Consigna 1: Cambia "bofetada" por "cachetada" y vuelve a escribir el fragmento del texto sobre el dragón que va entre "Varios otros sucesos" y "siguió su camino.", ambos incluidos.
Consigna 2: Resume el párrafo del texto sobre el dragón que empieza con "El dragón se fue contento" y conserva sus datos principales.

Texto proporcionado:
•••

La cuestión es la siguiente. Me llevé el dragón para la tienda y como había anticipado se vendió inmediatamente. Lo otro que pasó inmediatamente fue que mi suerte cambió, ni para bien ni para mal, sólo que a veces me parece que hay días que a uno no le queda de otra que estar atento en todo momento observando el entrono y aprendiendo a aceptarlo. Nada, de esas cosas incrédulas que suceden en fila y por orden y uno como testigo no se puede escapar.
El dragón se fue contento, con una chica que lo estaba buscando. Así, tal cual, entró a la tienda y cuando lo vio nos dijo que llevaba meses buscando a ese mismo dragón. Luego una señora entró a comprar algo que se encontraba entre las cosas que su hija había donado semanas atrás, pero que no debió donarlo porque se trataba de una reliquia que había pertenecido a sus antepasados. Reliquia que yo sostenía en mis manos en ese preciso instante pensando algo parecido y tratando de adivinar el precio correcto para ponerla a la venta.
Varios otros sucesos más o menos anormales acontecieron durante las horas que prosiguieron. Pero para no aburrir mejor voy directo a los más inusuales. Tres arco iris desplayados en el cielo como si se tratara de la cosa más normal del mundo. Luego leo que se pueden producir hasta trece arco iris de una vez, pero casi imposible ver más de dos a simple vista. Un árbol cayó en la autopista con raíz y todo, sin la ayuda de un viento ni otras fuerzas, al parecer. El carro que tenía delante se quedó atónito con la caída inesperada y no respondió a los bocinazos del carro que yo tenía atrás. Entonces la mujer (porque sólo una mujer se desquicia de ese modo) salió de su carro y se dirigió al carro del hombre atónito y le dio una bofetada y con la misma regresó a su carro con cara de satisfacción. El hombre increíblemente le dio las gracias y siguió su camino.
Llegué a la cena muerta de hambre. Hacía tiempo que no veía a las chicas de mi juventud. Un gusanito chulísimo se daba a la fuga con cierta pereza, y luego otro mucho más apurado, seguido por unos tres más pequeños que huían con prisa también, mientras mis amigas miraban mi ensalada alucinando y casi arrojan los tragos que habían consumido al ver aquél movimiento de cuerpos en la mesa. En mi celular tenía un mensaje importantísimo, otra amiga a quien le habían diagnosticado leucemia resultó sana. Ya no te vas a morir. ¡Qué suerte!

•••

Entradas del conjunto de datos:
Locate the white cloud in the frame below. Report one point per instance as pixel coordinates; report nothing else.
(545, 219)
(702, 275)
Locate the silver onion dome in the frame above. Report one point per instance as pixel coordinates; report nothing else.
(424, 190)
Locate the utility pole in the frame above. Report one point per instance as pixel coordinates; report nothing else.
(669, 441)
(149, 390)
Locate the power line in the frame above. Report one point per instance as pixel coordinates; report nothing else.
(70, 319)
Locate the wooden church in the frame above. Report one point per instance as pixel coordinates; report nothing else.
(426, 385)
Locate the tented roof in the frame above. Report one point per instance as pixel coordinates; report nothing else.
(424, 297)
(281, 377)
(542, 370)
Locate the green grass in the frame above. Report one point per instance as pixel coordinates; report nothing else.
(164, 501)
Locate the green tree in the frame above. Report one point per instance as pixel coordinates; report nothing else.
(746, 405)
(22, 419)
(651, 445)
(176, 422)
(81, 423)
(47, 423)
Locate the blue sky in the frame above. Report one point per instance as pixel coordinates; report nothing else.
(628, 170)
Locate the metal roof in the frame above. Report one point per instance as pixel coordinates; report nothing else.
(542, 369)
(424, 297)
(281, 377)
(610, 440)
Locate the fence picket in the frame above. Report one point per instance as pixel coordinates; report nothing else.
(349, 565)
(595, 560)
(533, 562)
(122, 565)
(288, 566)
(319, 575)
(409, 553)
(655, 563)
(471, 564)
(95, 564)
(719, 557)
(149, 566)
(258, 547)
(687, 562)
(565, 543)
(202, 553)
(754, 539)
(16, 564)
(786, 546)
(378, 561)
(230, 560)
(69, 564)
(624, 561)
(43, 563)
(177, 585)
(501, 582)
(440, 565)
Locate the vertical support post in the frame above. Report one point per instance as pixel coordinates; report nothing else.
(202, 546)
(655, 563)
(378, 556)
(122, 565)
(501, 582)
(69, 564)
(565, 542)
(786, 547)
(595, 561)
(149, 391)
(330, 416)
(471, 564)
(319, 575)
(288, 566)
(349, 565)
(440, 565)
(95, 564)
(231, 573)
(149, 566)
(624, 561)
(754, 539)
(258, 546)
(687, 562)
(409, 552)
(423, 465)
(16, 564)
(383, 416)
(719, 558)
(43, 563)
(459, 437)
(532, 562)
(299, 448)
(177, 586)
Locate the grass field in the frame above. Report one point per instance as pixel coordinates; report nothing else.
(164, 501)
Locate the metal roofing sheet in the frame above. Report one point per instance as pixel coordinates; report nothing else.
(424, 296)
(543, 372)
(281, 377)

•••

Respuesta 1:
Varios otros sucesos más o menos anormales acontecieron durante las horas que prosiguieron. Pero para no aburrir mejor voy directo a los más inusuales. Tres arco iris desplayados en el cielo como si se tratara de la cosa más normal del mundo. Luego leo que se pueden producir hasta trece arco iris de una vez, pero casi imposible ver más de dos a simple vista. Un árbol cayó en la autopista con raíz y todo, sin la ayuda de un viento ni otras fuerzas, al parecer. El carro que tenía delante se quedó atónito con la caída inesperada y no respondió a los bocinazos del carro que yo tenía atrás. Entonces la mujer (porque sólo una mujer se desquicia de ese modo) salió de su carro y se dirigió al carro del hombre atónito y le dio una cachetada y con la misma regresó a su carro con cara de satisfacción. El hombre increíblemente le dio las gracias y siguió su camino.

Respuesta 2: El dragón se vendió a una chica que llevaba meses buscándolo. Después entró una señora a comprar una reliquia de sus antepasados que su hija había donado semanas atrás sin deber hacerlo. En ese momento la reliquia estaba en manos de quien narra, que intentaba ponerle precio.